* **Short problem**: Repeat the listing between the line holding "Might I ask you to point at the boat railing" and the line holding "Query: boat railing", inclusive, reproducing each line unchanged.

──────── Provided records ────────

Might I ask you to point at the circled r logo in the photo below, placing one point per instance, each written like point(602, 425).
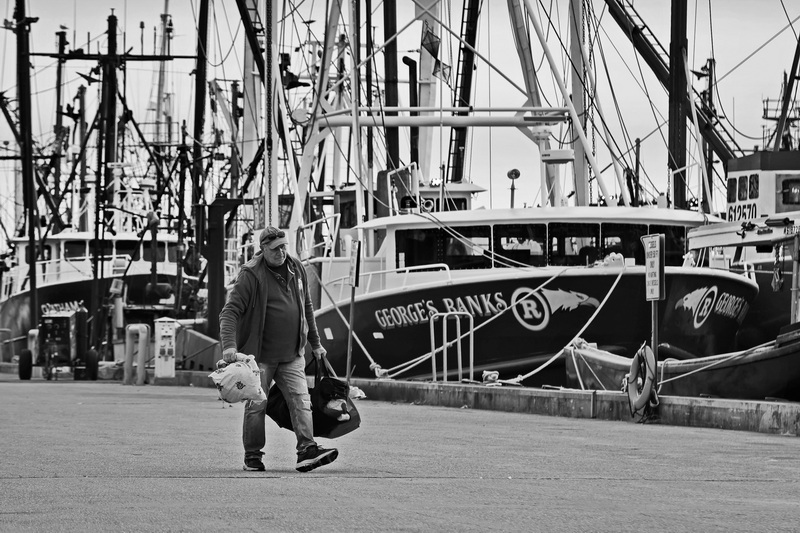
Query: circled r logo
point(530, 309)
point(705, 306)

────────
──────── Provided records ────────

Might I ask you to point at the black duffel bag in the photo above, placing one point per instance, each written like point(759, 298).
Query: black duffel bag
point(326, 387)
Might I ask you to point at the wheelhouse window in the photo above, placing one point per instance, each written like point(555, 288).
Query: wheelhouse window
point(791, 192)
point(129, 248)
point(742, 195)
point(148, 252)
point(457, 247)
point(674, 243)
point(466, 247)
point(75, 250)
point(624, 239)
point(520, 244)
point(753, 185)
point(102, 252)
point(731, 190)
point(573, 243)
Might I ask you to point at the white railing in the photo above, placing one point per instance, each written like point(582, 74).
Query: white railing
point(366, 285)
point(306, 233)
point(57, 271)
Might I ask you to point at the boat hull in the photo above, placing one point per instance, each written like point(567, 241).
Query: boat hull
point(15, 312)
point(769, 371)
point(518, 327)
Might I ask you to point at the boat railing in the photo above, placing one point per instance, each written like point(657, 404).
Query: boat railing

────────

* **Final result**:
Might I ask you to point at the boat railing in the photo above, placing one point per instance, each written like point(657, 404).
Query: boat railing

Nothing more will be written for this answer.